How to complete this task:
Check each line of the material that follows, and copy those holding the string "player".
╭─ Data in this exercise
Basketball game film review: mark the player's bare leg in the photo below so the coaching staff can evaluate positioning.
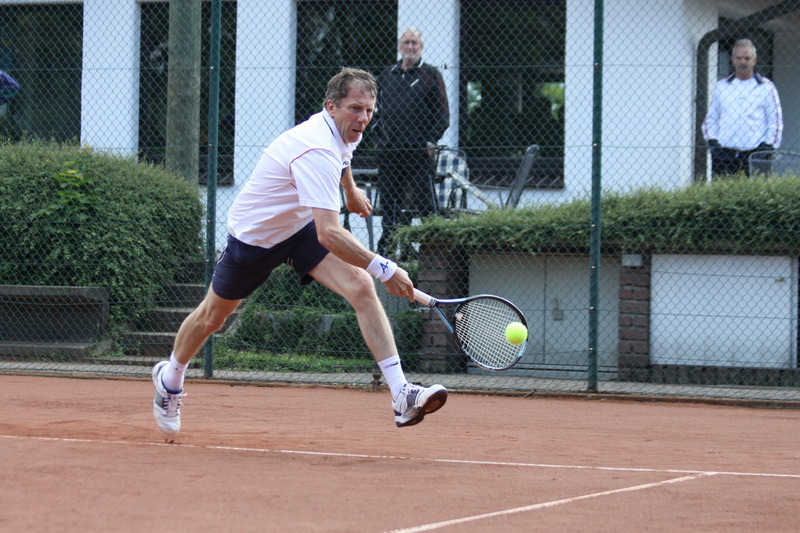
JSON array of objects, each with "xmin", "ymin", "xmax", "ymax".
[
  {"xmin": 152, "ymin": 287, "xmax": 241, "ymax": 435},
  {"xmin": 310, "ymin": 254, "xmax": 446, "ymax": 427},
  {"xmin": 311, "ymin": 256, "xmax": 396, "ymax": 358},
  {"xmin": 172, "ymin": 287, "xmax": 242, "ymax": 365}
]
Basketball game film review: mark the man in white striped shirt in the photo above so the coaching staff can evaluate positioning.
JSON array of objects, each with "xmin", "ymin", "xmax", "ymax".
[{"xmin": 703, "ymin": 38, "xmax": 783, "ymax": 177}]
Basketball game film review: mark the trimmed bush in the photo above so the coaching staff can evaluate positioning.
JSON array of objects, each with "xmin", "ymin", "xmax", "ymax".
[
  {"xmin": 0, "ymin": 140, "xmax": 204, "ymax": 325},
  {"xmin": 398, "ymin": 176, "xmax": 800, "ymax": 255},
  {"xmin": 211, "ymin": 349, "xmax": 374, "ymax": 373}
]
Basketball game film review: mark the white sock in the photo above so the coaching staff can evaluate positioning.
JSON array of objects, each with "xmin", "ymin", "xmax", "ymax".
[
  {"xmin": 161, "ymin": 353, "xmax": 188, "ymax": 393},
  {"xmin": 378, "ymin": 355, "xmax": 407, "ymax": 399}
]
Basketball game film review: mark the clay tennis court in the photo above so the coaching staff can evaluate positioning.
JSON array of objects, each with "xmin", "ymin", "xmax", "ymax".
[{"xmin": 1, "ymin": 373, "xmax": 799, "ymax": 532}]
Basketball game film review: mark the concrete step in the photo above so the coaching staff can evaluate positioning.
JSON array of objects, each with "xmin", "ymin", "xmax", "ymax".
[
  {"xmin": 90, "ymin": 355, "xmax": 162, "ymax": 366},
  {"xmin": 121, "ymin": 310, "xmax": 239, "ymax": 357},
  {"xmin": 118, "ymin": 331, "xmax": 177, "ymax": 358},
  {"xmin": 133, "ymin": 307, "xmax": 239, "ymax": 334},
  {"xmin": 135, "ymin": 307, "xmax": 195, "ymax": 333},
  {"xmin": 156, "ymin": 283, "xmax": 208, "ymax": 307},
  {"xmin": 88, "ymin": 354, "xmax": 205, "ymax": 367},
  {"xmin": 120, "ymin": 278, "xmax": 238, "ymax": 359},
  {"xmin": 0, "ymin": 340, "xmax": 112, "ymax": 360}
]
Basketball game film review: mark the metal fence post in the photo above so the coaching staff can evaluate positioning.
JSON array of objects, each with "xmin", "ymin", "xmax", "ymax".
[
  {"xmin": 588, "ymin": 0, "xmax": 604, "ymax": 393},
  {"xmin": 203, "ymin": 0, "xmax": 222, "ymax": 379}
]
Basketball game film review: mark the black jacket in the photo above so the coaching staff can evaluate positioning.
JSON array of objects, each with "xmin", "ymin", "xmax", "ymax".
[{"xmin": 373, "ymin": 60, "xmax": 449, "ymax": 149}]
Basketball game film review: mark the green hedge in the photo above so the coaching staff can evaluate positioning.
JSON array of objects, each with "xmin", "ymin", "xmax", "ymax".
[
  {"xmin": 399, "ymin": 176, "xmax": 800, "ymax": 254},
  {"xmin": 0, "ymin": 140, "xmax": 204, "ymax": 325}
]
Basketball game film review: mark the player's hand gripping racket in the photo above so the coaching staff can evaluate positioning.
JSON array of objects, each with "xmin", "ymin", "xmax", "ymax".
[{"xmin": 413, "ymin": 289, "xmax": 528, "ymax": 371}]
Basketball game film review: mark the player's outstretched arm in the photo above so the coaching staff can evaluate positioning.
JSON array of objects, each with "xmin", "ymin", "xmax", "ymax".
[{"xmin": 312, "ymin": 207, "xmax": 413, "ymax": 299}]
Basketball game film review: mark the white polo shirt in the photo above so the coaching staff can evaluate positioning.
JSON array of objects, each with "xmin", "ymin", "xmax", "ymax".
[{"xmin": 227, "ymin": 110, "xmax": 359, "ymax": 248}]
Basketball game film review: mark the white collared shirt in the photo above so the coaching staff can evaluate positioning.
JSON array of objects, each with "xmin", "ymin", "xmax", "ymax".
[
  {"xmin": 227, "ymin": 110, "xmax": 360, "ymax": 248},
  {"xmin": 703, "ymin": 74, "xmax": 783, "ymax": 151}
]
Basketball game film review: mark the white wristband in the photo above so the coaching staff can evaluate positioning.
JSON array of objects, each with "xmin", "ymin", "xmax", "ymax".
╰─
Answer:
Basketball game film review: mark the player's bare leg in the photo below so the coaching staff can evaluate positioning.
Basketball game film review: mark the player's hand gripping racket in the photo above so the coaching staff can evaluate positioning.
Basketball game film review: mark the player's outstretched arm in the photo above so the coaching staff can evaluate positioning.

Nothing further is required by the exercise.